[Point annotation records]
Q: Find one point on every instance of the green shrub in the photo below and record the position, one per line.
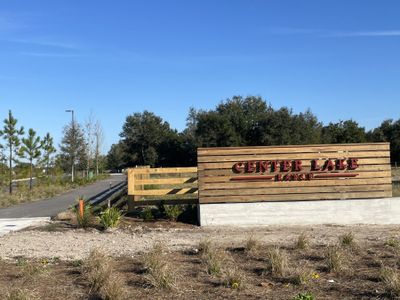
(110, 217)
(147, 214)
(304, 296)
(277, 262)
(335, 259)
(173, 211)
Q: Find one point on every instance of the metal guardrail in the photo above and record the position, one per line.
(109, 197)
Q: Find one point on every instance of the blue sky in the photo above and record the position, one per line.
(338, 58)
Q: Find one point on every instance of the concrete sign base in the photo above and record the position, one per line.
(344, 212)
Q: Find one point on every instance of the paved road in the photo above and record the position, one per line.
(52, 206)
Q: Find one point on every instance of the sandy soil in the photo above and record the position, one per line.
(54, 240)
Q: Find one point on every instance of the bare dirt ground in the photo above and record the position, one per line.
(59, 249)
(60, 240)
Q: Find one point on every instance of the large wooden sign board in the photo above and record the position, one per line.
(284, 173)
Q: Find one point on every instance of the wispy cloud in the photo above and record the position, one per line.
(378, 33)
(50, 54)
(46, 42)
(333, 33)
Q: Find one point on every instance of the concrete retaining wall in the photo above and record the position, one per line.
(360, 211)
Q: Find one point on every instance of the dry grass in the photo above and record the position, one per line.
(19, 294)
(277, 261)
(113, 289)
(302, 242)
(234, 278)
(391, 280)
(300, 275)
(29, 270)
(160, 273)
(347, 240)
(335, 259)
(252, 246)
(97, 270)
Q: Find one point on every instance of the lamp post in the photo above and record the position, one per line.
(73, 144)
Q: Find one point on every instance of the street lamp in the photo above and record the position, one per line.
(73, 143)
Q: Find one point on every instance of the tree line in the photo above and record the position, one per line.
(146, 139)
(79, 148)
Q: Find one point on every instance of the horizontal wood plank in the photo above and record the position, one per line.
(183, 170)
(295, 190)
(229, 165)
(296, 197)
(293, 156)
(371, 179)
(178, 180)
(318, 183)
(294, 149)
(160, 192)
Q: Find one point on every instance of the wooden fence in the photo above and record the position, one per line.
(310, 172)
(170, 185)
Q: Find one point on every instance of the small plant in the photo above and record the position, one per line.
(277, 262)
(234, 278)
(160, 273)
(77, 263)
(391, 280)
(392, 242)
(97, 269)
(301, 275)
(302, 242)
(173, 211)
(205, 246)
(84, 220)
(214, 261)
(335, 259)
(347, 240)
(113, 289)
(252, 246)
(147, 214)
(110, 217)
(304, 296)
* * *
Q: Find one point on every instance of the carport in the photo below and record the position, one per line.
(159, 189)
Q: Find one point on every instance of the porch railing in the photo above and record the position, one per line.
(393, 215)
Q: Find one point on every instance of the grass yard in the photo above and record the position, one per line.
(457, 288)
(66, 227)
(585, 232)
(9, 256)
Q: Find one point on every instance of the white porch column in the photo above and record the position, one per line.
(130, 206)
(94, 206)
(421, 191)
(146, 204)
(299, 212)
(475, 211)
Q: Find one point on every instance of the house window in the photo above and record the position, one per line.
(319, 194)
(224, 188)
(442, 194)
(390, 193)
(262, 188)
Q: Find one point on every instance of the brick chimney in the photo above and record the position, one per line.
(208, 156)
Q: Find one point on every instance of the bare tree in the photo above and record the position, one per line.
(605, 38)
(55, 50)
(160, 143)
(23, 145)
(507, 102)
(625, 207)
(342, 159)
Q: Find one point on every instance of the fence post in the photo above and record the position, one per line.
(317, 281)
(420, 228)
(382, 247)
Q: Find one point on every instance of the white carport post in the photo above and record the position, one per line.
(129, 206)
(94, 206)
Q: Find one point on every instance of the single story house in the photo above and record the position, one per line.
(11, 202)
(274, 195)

→ **What the exercise asks**:
Pull out every row above that contains the word "sign", and copy each of those rows without changes.

→ **Result of this task**:
Q: Find one point on every instance of the concrete sign base in the photo above and record the position, one per line.
Q: Find one point on every instance of the large wooden sign board in the photo above and record the position, one per line.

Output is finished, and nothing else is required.